Go through the listing below and copy out every line that contains the word "yellow", matching case exactly.
****************
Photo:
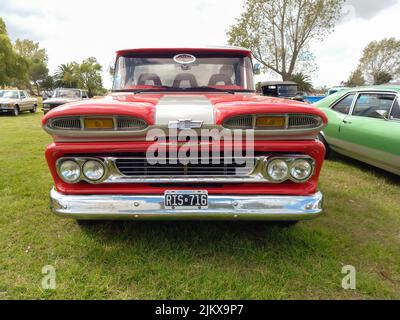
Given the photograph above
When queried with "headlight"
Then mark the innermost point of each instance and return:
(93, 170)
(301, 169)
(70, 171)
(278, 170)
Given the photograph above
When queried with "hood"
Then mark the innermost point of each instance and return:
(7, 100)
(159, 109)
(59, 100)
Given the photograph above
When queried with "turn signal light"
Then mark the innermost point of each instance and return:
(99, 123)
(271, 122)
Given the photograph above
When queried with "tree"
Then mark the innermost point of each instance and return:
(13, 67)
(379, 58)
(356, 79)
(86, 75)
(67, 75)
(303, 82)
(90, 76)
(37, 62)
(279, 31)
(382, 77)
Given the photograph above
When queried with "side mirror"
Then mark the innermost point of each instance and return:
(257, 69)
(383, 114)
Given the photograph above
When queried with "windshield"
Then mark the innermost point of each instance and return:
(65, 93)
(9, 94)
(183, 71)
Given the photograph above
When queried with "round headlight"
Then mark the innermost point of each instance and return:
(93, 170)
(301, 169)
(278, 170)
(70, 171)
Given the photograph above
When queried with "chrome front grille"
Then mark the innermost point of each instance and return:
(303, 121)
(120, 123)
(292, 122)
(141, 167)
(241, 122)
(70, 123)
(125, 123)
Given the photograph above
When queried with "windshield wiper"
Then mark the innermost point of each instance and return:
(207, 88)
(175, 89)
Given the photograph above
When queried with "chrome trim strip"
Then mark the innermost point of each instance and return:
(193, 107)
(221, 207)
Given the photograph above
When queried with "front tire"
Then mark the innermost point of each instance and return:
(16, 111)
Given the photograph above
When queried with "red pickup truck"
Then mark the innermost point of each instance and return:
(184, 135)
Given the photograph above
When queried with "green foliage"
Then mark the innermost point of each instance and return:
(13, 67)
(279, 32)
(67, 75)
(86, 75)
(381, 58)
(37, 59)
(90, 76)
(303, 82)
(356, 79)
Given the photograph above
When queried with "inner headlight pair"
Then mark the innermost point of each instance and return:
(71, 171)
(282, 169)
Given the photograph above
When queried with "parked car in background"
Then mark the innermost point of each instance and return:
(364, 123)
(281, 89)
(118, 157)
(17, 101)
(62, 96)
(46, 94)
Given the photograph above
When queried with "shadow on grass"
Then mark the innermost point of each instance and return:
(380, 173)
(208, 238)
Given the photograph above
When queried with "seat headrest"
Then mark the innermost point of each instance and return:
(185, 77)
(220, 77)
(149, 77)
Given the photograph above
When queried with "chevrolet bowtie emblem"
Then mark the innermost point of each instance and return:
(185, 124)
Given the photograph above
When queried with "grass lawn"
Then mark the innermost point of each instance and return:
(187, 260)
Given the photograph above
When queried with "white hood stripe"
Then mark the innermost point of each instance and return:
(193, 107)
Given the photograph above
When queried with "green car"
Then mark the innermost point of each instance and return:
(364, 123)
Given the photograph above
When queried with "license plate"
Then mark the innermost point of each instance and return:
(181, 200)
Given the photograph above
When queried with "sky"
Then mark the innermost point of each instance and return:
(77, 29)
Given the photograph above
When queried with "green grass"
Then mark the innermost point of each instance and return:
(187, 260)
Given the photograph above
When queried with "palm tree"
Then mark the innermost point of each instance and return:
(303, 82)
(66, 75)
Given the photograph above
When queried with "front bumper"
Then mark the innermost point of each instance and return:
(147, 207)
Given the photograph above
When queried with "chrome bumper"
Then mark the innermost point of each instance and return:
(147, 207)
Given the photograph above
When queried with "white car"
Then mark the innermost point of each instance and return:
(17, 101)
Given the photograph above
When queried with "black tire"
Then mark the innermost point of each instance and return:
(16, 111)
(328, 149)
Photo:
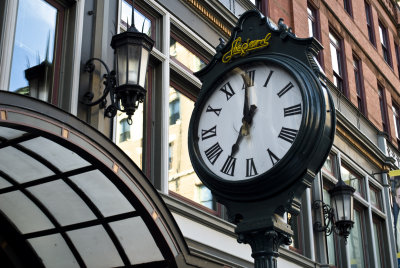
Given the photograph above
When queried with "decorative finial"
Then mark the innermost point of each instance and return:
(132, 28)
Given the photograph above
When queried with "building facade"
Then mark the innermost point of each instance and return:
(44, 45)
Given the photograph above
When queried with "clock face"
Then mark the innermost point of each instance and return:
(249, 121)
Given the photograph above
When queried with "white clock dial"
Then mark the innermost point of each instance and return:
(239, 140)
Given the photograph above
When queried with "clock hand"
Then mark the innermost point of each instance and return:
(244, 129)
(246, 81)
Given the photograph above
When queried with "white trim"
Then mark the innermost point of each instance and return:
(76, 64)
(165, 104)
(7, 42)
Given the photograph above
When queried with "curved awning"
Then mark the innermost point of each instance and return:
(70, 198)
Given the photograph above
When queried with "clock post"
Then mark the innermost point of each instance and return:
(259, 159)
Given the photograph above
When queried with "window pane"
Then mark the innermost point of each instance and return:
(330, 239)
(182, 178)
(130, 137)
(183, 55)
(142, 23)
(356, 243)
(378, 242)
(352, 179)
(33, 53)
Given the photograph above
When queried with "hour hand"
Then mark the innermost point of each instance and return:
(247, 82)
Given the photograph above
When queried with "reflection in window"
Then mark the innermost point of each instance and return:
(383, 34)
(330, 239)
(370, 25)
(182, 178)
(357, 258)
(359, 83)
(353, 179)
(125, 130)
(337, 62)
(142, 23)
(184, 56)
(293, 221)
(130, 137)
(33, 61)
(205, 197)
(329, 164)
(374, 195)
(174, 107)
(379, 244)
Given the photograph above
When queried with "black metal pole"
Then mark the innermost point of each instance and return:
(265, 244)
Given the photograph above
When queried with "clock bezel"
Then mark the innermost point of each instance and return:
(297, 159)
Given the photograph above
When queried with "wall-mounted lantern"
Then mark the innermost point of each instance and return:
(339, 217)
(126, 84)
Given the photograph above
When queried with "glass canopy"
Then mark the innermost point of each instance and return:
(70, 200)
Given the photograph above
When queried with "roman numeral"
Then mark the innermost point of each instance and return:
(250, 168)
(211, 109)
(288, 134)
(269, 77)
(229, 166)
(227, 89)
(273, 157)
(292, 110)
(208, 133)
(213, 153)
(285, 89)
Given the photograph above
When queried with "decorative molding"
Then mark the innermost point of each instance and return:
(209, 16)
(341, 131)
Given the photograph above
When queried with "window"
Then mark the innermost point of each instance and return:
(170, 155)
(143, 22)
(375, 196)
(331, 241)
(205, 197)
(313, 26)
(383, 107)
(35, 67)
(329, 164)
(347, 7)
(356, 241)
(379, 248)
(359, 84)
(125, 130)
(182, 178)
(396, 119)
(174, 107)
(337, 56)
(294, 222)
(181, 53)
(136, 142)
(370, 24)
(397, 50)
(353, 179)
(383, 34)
****************
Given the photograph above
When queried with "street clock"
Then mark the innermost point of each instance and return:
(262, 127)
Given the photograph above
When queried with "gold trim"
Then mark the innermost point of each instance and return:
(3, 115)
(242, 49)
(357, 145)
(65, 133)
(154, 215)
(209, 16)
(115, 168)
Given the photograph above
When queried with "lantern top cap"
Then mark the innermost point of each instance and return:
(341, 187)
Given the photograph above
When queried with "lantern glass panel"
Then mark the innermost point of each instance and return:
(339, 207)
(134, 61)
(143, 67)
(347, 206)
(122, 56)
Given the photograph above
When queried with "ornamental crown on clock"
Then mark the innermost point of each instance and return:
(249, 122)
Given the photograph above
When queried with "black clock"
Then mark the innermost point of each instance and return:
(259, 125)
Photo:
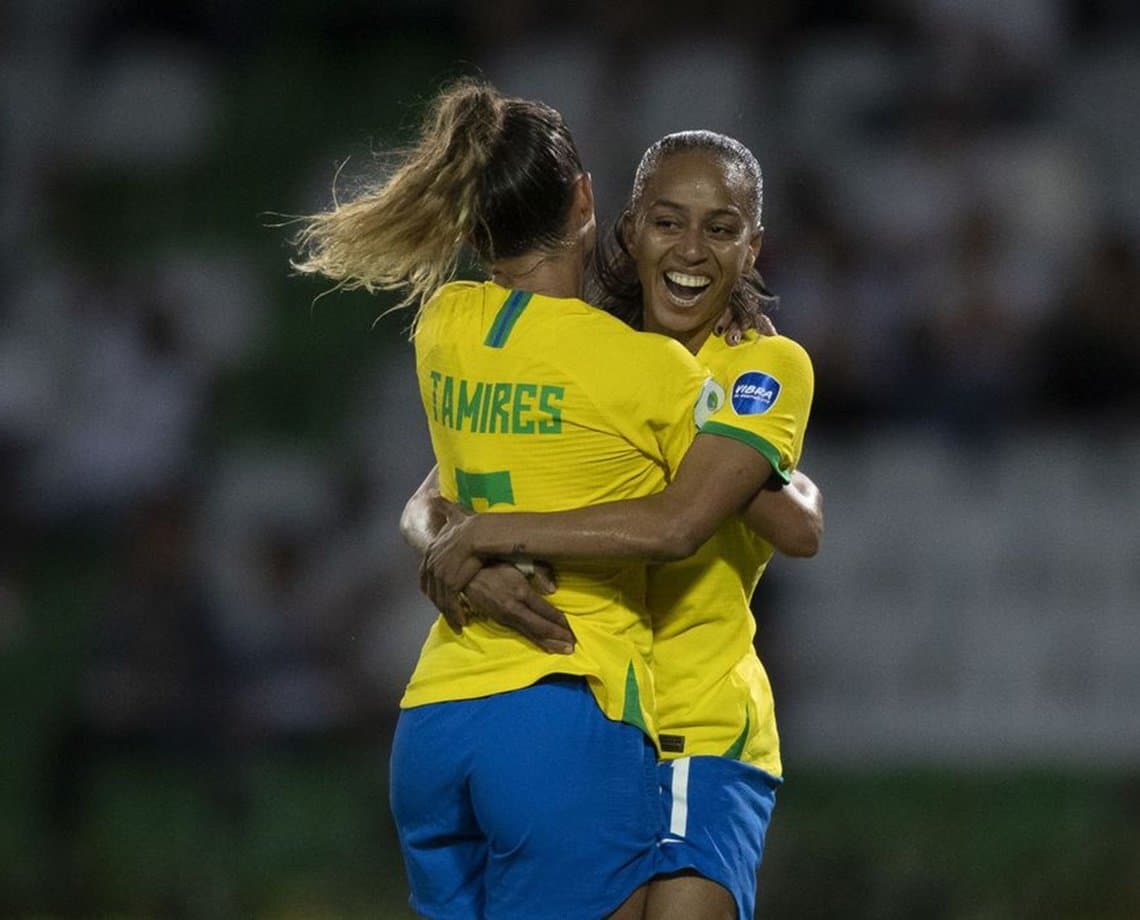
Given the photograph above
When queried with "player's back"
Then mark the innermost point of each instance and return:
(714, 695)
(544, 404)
****************
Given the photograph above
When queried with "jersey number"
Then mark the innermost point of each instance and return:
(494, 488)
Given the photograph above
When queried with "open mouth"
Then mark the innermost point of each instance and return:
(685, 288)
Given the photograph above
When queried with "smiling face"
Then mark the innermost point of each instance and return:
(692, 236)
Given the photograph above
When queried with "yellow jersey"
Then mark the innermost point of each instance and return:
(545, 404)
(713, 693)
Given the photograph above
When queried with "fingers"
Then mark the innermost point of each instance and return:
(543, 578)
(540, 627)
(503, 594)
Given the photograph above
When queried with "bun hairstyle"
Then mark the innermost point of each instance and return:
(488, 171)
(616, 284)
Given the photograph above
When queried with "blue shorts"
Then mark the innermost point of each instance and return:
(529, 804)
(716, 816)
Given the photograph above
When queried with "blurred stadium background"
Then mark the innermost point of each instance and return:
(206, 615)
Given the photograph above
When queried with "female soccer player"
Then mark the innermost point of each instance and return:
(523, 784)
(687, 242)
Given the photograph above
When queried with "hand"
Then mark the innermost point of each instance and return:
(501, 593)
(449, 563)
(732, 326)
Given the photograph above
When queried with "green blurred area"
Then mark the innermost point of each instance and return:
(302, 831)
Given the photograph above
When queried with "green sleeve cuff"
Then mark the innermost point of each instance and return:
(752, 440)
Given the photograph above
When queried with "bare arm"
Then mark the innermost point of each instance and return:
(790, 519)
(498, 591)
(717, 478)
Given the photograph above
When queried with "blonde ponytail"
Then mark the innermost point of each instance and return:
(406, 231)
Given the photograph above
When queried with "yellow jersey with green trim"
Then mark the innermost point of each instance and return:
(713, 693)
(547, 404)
****************
THE SOLUTION:
When queried with "yellow jersey"
When queried with "yellow jersey with green trim"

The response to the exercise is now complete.